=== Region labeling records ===
● ● ● ● ●

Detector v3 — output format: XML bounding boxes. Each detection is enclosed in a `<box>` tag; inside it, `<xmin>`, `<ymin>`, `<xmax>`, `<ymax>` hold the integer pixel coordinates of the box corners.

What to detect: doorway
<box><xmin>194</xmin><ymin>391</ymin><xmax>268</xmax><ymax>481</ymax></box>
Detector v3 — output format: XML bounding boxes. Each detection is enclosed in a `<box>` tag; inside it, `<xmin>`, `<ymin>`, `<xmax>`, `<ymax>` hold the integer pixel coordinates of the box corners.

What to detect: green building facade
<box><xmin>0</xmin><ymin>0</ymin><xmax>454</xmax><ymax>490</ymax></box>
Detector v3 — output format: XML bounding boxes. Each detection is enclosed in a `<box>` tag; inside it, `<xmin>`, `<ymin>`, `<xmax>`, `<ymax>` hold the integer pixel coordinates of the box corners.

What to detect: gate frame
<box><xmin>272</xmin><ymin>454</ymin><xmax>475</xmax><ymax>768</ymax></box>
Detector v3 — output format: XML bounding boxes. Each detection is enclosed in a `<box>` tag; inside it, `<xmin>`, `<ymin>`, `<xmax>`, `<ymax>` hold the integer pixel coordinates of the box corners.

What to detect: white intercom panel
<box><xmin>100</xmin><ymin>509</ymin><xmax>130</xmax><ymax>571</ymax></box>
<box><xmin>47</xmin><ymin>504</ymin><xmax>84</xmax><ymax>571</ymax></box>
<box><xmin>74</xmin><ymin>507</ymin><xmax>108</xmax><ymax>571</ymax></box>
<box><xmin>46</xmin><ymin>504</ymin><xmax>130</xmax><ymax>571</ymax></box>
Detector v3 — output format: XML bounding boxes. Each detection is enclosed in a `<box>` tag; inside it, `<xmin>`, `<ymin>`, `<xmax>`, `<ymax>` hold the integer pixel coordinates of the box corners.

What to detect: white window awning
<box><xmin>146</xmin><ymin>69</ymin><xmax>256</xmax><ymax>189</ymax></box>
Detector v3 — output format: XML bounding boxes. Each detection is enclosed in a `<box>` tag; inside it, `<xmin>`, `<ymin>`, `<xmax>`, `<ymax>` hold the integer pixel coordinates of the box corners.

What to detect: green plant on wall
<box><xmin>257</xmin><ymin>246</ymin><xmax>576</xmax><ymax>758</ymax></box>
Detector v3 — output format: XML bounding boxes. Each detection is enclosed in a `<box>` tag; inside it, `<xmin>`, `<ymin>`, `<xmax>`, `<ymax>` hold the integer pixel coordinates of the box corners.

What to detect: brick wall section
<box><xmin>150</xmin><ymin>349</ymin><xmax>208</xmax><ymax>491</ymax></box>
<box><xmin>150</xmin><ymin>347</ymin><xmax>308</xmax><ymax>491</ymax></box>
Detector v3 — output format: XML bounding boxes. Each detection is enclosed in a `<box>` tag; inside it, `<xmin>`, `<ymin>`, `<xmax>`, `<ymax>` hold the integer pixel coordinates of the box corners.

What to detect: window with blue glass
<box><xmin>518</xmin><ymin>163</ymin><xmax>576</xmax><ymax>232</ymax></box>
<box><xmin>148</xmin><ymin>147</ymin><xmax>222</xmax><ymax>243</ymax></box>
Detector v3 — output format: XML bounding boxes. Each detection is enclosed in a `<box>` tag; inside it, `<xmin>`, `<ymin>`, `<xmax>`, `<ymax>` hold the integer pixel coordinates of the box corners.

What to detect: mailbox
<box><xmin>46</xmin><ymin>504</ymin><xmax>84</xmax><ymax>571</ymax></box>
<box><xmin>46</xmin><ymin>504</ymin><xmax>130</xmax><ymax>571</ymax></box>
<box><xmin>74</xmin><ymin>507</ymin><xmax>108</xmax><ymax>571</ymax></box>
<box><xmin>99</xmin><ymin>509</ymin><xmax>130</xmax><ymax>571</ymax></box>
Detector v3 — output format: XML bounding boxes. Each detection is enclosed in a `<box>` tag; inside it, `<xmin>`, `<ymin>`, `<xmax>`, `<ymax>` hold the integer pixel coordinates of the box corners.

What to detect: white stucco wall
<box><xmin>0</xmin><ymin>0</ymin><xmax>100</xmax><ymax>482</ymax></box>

● ● ● ● ●

=== Problem details ===
Go through the listing and print each line exactly as it appears.

=== Solved problem ===
Detector v3 — output format: XML bounding boxes. Each detection is enclosed in a `<box>` tag; inside it, `<xmin>`, `<ymin>`, `<xmax>`, `<ymax>` hold the integer pixel coordinates of the box corners.

What to detect: doorway
<box><xmin>194</xmin><ymin>391</ymin><xmax>268</xmax><ymax>481</ymax></box>
Detector v3 — output format: XML bounding boxes. Each detection is enclosed in a `<box>` tag; inside it, `<xmin>`, `<ymin>`, `<xmax>`, `<ymax>` hold the integer pixel coordinates of the box corners.

What to detect: green building facade
<box><xmin>0</xmin><ymin>0</ymin><xmax>454</xmax><ymax>490</ymax></box>
Detector v3 — output format: XML bounding boxes. Each detection is enclosed in a `<box>` tag; inside it, `<xmin>`, `<ymin>`, `<xmax>`, `<ymax>` hold the integer pixel coordinates of the box corners.

What to detect: gate frame
<box><xmin>272</xmin><ymin>454</ymin><xmax>475</xmax><ymax>768</ymax></box>
Detector v3 — output format: XML bounding boxes. Each detection is enclosed in a `<box>` tag; inside it, `<xmin>`, `<ymin>`, `<xmax>`, `<ymax>` hold the integer pixel coordinates of the box corners.

What to detect: white intercom panel
<box><xmin>100</xmin><ymin>509</ymin><xmax>130</xmax><ymax>571</ymax></box>
<box><xmin>47</xmin><ymin>504</ymin><xmax>84</xmax><ymax>571</ymax></box>
<box><xmin>74</xmin><ymin>507</ymin><xmax>108</xmax><ymax>571</ymax></box>
<box><xmin>46</xmin><ymin>504</ymin><xmax>130</xmax><ymax>571</ymax></box>
Detector v3 — output format: XML bounding boxes. Each detection is enclosed in a `<box>` tag; inside it, `<xmin>`, `<ymin>`, `<xmax>`, `<ymax>` hold the integer pixel coordinates of the box corners.

What to detect: white window awning
<box><xmin>146</xmin><ymin>69</ymin><xmax>256</xmax><ymax>189</ymax></box>
Detector v3 — output format: XML bounding boxes. Each detection is enclosed in a `<box>` tag; inside it, `<xmin>`, `<ymin>`, `<xmax>`, `<ymax>` hold the integer pixel coordinates of the box corners.

What to detect: green plant on wall
<box><xmin>257</xmin><ymin>246</ymin><xmax>576</xmax><ymax>758</ymax></box>
Detector v3 — output format: XML bounding boxes. Each detection is enclosed in a `<box>` tag; inside it, `<xmin>`, `<ymin>`, `<xmax>`, `<ymax>` hold the integer pixel coordinates of the box corners.

What to detect: brick wall section
<box><xmin>150</xmin><ymin>349</ymin><xmax>208</xmax><ymax>491</ymax></box>
<box><xmin>150</xmin><ymin>347</ymin><xmax>308</xmax><ymax>491</ymax></box>
Detector v3 — output format: XML bounding boxes. Each detection is enclosed in a `<box>` tag; inside it, `<xmin>`, `<ymin>`, `<xmax>`, `<ymax>` hold the integer pixel coordinates of the box corners.

What to detect: window with blue glass
<box><xmin>518</xmin><ymin>163</ymin><xmax>576</xmax><ymax>232</ymax></box>
<box><xmin>148</xmin><ymin>147</ymin><xmax>222</xmax><ymax>243</ymax></box>
Detector v3 — output format: XML bounding boxes. Each detection is enclosed in a `<box>` tag; inside it, `<xmin>`, `<ymin>`, `<xmax>`, `<ymax>` hold the integer pixel coordinates of the box corners.

What to detect: mailbox
<box><xmin>46</xmin><ymin>504</ymin><xmax>84</xmax><ymax>571</ymax></box>
<box><xmin>46</xmin><ymin>504</ymin><xmax>130</xmax><ymax>571</ymax></box>
<box><xmin>74</xmin><ymin>507</ymin><xmax>108</xmax><ymax>571</ymax></box>
<box><xmin>99</xmin><ymin>509</ymin><xmax>130</xmax><ymax>571</ymax></box>
Detector v3 — output format: XML bounding boxes. Each detection is enclosed in a `<box>` tag; inside it, `<xmin>`, `<ymin>`, `<xmax>`, `<ymax>` hold the integer pixel coordinates of the box corners.

What to detect: white stucco wall
<box><xmin>0</xmin><ymin>0</ymin><xmax>100</xmax><ymax>482</ymax></box>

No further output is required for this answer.